Requirement> Repeat the listing below verbatim, from the line containing "Label every browned" through the final line of the listing, including both.

Records shown>

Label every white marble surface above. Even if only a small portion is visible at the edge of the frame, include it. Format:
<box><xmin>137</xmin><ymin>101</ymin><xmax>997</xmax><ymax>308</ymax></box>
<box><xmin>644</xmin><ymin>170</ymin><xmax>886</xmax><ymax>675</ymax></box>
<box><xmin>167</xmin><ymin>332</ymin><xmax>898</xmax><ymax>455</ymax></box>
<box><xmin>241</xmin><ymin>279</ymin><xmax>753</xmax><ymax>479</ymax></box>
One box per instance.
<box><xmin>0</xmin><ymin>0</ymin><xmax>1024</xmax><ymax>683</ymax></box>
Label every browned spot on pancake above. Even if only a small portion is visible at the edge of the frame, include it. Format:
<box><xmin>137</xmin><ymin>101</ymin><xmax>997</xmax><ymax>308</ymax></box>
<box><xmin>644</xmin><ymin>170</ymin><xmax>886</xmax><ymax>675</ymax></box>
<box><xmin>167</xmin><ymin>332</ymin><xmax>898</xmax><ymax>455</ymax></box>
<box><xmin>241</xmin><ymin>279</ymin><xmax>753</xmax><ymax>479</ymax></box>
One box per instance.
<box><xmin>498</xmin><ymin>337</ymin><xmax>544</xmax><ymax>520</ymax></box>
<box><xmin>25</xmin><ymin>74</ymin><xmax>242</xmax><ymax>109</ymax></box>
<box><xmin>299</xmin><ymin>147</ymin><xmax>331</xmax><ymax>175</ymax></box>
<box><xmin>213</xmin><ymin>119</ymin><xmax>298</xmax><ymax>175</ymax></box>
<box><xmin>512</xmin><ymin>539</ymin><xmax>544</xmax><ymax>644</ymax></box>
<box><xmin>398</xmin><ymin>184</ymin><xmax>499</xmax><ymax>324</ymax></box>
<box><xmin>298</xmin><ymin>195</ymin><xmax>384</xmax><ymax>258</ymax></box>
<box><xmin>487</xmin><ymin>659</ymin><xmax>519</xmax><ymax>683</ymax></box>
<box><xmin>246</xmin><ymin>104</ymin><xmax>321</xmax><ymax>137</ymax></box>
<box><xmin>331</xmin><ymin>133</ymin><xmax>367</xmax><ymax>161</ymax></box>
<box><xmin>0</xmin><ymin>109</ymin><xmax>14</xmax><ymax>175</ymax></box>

Solved problem>
Label every browned spot on pancake above. Even if only a small portion is visible at the edge of the frame, include it. Format:
<box><xmin>137</xmin><ymin>101</ymin><xmax>997</xmax><ymax>308</ymax></box>
<box><xmin>644</xmin><ymin>170</ymin><xmax>886</xmax><ymax>675</ymax></box>
<box><xmin>167</xmin><ymin>332</ymin><xmax>898</xmax><ymax>455</ymax></box>
<box><xmin>241</xmin><ymin>279</ymin><xmax>753</xmax><ymax>479</ymax></box>
One box per instance.
<box><xmin>498</xmin><ymin>337</ymin><xmax>544</xmax><ymax>520</ymax></box>
<box><xmin>25</xmin><ymin>74</ymin><xmax>242</xmax><ymax>109</ymax></box>
<box><xmin>299</xmin><ymin>147</ymin><xmax>331</xmax><ymax>175</ymax></box>
<box><xmin>213</xmin><ymin>119</ymin><xmax>298</xmax><ymax>175</ymax></box>
<box><xmin>512</xmin><ymin>539</ymin><xmax>544</xmax><ymax>644</ymax></box>
<box><xmin>398</xmin><ymin>184</ymin><xmax>499</xmax><ymax>324</ymax></box>
<box><xmin>298</xmin><ymin>195</ymin><xmax>384</xmax><ymax>258</ymax></box>
<box><xmin>487</xmin><ymin>659</ymin><xmax>519</xmax><ymax>683</ymax></box>
<box><xmin>246</xmin><ymin>104</ymin><xmax>321</xmax><ymax>137</ymax></box>
<box><xmin>331</xmin><ymin>133</ymin><xmax>367</xmax><ymax>161</ymax></box>
<box><xmin>0</xmin><ymin>109</ymin><xmax>14</xmax><ymax>175</ymax></box>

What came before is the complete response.